- _Problem to work on_: Go through the data below and gather each line containing "coral".

(Saved entries)
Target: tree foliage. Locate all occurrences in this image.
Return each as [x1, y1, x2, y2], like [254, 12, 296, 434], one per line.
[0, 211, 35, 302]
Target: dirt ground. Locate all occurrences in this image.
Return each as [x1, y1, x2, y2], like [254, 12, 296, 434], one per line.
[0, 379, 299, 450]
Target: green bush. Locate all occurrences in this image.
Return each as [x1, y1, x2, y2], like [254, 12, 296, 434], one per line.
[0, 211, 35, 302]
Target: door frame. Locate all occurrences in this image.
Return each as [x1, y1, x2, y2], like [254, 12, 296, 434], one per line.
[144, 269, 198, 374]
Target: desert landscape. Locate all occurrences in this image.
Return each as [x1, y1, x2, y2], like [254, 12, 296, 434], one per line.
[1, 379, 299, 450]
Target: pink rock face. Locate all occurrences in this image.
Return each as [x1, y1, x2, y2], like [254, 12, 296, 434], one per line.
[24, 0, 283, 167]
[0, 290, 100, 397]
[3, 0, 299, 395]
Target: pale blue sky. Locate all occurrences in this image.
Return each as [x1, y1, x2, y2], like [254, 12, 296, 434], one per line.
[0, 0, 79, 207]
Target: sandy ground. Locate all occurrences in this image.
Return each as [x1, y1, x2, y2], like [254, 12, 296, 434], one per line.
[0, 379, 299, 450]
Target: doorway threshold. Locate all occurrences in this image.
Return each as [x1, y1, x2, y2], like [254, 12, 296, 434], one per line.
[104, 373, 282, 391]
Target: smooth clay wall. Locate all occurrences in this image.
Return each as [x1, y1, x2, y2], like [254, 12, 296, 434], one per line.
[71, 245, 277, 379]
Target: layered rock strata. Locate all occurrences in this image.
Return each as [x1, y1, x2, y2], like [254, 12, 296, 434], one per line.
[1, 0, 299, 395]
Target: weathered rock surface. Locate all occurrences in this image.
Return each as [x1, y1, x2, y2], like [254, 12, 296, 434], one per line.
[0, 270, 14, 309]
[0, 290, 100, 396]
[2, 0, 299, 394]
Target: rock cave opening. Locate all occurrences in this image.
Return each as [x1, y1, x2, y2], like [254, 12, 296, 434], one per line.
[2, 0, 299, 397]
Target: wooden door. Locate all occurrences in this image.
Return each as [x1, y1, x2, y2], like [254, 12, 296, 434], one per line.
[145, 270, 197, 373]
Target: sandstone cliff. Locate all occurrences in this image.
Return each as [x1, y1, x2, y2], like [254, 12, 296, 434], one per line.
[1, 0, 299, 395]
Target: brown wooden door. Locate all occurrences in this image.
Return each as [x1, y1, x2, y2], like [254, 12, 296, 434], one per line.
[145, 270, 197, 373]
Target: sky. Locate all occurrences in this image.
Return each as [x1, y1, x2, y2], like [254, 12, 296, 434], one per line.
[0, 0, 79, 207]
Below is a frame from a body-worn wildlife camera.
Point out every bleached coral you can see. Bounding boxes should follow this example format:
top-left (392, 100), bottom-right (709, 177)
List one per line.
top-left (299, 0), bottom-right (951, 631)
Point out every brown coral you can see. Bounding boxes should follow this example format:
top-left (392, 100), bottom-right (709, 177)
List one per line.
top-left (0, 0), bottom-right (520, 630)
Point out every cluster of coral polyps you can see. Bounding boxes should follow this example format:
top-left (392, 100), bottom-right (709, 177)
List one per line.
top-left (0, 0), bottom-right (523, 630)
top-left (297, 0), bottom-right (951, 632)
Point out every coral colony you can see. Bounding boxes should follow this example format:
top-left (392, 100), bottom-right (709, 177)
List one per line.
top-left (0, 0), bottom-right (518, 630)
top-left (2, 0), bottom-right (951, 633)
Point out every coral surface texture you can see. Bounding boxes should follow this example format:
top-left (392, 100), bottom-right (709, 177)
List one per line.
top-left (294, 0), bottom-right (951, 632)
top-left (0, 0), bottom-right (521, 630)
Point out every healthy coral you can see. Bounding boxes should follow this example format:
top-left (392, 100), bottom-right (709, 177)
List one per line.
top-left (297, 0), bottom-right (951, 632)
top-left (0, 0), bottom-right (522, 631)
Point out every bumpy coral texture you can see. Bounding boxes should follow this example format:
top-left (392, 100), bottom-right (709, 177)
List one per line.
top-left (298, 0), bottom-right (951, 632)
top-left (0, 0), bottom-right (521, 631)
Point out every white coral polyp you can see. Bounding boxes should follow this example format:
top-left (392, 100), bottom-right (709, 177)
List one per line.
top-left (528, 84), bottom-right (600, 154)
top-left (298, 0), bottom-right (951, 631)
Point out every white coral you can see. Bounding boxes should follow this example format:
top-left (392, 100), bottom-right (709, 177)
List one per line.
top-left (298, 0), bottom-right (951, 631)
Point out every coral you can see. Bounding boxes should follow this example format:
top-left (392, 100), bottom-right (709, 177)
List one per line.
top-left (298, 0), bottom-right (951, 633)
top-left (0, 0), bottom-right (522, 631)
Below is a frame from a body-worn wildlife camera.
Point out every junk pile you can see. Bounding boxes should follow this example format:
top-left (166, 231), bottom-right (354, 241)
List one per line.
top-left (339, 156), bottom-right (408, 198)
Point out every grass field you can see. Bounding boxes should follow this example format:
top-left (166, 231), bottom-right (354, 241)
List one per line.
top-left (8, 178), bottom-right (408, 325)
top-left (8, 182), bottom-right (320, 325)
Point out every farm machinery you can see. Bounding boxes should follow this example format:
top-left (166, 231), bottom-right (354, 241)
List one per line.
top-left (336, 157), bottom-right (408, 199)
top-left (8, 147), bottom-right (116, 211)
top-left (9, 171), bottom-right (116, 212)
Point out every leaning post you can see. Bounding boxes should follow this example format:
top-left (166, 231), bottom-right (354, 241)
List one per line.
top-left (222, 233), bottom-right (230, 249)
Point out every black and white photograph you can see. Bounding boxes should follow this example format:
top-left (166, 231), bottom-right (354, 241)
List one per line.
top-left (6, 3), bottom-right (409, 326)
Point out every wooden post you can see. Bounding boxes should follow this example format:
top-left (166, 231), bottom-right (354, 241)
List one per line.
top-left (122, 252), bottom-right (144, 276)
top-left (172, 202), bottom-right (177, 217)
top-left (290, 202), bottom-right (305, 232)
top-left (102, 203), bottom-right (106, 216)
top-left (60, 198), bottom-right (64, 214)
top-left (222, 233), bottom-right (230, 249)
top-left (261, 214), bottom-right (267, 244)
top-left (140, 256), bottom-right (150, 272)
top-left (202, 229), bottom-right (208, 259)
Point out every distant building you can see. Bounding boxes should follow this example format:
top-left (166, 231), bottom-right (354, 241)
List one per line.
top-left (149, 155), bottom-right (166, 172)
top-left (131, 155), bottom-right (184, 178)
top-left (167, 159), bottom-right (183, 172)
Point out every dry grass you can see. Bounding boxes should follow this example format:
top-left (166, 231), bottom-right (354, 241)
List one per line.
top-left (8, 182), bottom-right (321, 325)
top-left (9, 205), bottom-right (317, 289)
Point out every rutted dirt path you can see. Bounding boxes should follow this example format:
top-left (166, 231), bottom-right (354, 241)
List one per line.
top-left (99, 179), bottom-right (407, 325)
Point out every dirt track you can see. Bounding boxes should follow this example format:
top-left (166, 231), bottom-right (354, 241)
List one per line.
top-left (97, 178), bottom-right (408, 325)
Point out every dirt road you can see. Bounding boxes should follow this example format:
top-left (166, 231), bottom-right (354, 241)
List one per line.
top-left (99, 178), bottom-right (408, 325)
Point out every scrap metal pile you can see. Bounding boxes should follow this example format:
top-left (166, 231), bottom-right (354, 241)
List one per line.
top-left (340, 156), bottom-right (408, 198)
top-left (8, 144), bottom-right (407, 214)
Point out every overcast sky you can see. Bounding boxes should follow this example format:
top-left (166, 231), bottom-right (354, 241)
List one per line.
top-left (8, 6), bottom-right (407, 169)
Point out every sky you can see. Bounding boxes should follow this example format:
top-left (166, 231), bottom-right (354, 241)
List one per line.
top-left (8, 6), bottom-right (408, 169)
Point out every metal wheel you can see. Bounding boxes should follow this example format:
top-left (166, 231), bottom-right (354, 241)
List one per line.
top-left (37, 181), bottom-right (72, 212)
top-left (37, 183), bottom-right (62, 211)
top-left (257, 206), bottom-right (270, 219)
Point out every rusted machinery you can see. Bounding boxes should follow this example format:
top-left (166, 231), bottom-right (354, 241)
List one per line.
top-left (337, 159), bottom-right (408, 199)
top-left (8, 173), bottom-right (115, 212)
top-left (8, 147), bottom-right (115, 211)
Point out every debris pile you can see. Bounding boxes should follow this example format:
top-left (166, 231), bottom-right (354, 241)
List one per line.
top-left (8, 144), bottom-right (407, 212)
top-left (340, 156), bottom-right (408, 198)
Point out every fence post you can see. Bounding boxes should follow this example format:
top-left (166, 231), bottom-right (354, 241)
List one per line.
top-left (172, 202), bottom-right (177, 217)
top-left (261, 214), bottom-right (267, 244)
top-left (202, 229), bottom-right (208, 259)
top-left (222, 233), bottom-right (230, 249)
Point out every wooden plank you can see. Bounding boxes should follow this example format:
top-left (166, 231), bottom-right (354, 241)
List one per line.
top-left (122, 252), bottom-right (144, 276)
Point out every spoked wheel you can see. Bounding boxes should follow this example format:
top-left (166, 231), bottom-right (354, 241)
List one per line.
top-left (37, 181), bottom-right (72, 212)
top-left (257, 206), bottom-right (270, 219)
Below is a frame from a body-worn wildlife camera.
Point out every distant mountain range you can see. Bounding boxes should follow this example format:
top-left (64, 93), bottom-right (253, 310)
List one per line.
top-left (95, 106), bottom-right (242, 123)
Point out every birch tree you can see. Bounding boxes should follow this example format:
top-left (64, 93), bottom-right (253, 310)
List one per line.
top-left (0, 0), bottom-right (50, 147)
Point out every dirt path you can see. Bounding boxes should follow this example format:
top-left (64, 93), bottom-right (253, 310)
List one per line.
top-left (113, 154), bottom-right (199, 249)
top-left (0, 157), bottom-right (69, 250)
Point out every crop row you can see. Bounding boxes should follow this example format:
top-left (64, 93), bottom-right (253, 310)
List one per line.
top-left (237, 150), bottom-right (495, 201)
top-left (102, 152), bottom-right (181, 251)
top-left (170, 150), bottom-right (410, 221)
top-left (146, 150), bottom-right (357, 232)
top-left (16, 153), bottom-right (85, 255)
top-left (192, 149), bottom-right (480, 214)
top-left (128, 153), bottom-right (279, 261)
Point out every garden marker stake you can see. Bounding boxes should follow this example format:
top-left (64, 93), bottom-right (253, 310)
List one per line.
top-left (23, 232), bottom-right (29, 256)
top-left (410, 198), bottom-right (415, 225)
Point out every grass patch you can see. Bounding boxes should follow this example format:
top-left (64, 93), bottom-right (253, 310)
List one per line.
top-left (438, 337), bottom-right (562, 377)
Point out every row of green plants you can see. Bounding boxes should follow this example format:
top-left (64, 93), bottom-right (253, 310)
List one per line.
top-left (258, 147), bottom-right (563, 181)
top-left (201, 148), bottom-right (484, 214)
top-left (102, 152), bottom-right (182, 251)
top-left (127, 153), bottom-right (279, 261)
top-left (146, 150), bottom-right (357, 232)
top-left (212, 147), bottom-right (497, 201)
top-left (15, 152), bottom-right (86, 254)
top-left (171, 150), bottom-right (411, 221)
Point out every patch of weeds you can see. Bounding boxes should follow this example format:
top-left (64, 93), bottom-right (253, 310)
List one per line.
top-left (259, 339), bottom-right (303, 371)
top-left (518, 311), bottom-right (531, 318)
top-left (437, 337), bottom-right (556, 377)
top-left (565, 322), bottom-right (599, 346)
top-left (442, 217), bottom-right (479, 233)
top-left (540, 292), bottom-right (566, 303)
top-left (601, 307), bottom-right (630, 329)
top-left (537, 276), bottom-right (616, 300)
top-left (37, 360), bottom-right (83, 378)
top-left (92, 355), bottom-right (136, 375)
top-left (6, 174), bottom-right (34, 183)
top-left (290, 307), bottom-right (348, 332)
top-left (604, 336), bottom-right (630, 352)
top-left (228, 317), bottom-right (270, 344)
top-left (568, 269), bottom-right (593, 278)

- _Task answer_:
Point out every bleached coral you can see. Bounding boxes should follow this example format:
Point out every brown coral you can see. Bounding boxes should follow this example format:
Point out every cluster of coral polyps you can see. Bounding boxes should follow this example format:
Point out every coral colony you can see. Bounding boxes should follow this example format:
Point out every coral surface texture you can see. Bounding boxes should follow this example format:
Point out every healthy coral you can see. Bounding boxes should follow this example format:
Point out every bumpy coral texture you can see. Bounding boxes should follow this example format:
Point out every white coral polyp you can see. Bounding boxes should follow this example format:
Point out every white coral you can see. Bounding boxes should follow this example format:
Point out every coral you can see. Bounding boxes should follow this example format:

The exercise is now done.